Look at each line below and count those with the word "interior"; the answer is that number only.

§ **Data provided**:
····················
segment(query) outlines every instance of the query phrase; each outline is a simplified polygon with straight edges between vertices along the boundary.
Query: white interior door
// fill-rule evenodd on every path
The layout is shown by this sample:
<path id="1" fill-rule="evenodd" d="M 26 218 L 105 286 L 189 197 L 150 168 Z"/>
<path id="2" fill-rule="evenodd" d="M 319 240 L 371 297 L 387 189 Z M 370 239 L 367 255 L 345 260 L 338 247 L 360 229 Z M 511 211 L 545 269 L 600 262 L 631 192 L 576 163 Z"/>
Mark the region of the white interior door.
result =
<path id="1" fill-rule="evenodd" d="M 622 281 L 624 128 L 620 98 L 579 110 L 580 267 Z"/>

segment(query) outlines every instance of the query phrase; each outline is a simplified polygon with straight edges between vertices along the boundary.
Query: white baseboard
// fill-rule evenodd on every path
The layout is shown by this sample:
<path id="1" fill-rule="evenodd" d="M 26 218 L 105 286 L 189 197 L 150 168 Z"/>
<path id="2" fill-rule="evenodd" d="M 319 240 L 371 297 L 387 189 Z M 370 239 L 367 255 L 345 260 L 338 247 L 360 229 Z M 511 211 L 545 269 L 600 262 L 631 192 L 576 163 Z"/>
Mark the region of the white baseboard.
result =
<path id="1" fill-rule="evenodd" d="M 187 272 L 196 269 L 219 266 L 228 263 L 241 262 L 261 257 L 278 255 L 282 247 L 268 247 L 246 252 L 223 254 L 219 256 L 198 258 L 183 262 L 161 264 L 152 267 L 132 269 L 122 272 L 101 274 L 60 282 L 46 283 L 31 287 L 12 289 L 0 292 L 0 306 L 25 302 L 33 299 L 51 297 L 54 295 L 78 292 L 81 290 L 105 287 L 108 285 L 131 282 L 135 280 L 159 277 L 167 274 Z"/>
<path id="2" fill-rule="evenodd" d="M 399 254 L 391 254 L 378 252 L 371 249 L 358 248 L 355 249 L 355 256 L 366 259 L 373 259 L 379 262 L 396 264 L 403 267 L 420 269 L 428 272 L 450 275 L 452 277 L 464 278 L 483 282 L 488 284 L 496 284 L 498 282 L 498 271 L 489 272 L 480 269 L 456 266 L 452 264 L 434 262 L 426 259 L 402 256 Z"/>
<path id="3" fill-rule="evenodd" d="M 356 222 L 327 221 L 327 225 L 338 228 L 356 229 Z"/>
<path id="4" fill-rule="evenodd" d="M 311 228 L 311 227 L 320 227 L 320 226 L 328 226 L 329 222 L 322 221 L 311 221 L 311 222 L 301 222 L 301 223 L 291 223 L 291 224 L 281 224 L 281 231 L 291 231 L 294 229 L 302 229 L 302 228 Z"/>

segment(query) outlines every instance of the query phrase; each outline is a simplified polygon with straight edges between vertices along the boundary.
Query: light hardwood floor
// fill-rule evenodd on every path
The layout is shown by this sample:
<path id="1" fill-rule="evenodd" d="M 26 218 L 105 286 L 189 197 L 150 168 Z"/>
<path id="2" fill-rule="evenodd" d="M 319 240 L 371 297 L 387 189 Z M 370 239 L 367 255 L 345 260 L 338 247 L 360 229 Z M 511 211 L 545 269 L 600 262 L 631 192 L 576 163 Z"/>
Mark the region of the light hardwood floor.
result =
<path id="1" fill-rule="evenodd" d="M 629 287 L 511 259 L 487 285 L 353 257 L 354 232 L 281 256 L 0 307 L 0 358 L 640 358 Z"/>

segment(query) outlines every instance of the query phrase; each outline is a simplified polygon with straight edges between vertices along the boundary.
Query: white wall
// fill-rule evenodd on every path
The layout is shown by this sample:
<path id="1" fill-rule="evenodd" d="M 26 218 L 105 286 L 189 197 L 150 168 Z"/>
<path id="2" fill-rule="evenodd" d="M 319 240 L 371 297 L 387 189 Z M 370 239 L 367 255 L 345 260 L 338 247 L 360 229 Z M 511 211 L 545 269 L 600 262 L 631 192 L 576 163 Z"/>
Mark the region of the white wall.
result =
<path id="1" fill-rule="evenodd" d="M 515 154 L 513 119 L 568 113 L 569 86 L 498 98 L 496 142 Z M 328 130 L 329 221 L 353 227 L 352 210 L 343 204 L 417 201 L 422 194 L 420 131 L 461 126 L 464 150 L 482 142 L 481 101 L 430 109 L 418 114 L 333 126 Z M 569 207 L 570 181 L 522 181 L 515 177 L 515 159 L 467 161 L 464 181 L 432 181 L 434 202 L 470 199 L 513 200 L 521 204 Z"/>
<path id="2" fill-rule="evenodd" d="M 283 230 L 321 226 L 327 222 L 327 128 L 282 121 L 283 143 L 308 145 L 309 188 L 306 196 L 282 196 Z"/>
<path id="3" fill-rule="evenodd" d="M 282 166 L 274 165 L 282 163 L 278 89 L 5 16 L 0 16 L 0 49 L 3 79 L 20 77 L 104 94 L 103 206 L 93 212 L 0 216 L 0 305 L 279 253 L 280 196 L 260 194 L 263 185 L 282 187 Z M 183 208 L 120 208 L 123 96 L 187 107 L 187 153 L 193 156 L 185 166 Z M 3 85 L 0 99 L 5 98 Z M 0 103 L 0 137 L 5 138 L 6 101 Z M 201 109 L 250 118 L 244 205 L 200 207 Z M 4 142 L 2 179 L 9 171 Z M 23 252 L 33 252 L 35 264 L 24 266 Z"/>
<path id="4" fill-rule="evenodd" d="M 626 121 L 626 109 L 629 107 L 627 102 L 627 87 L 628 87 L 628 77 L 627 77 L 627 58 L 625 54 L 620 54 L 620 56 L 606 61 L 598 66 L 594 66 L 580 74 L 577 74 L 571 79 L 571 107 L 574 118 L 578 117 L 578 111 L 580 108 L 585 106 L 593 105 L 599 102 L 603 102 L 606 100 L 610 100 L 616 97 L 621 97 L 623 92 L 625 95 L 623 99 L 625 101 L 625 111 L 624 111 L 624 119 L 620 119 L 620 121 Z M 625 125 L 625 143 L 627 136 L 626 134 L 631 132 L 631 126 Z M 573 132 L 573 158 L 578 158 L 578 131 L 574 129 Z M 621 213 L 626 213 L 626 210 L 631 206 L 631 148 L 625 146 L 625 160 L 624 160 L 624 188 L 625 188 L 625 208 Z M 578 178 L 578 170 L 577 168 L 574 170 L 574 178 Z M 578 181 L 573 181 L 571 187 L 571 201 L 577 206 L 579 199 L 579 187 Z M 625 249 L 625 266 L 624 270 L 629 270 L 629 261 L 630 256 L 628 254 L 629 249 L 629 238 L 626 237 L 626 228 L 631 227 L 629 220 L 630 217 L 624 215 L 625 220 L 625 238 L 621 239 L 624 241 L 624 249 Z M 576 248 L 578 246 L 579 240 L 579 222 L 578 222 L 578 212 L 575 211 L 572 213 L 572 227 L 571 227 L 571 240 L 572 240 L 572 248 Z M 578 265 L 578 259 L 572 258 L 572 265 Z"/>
····················
§ **Output below**:
2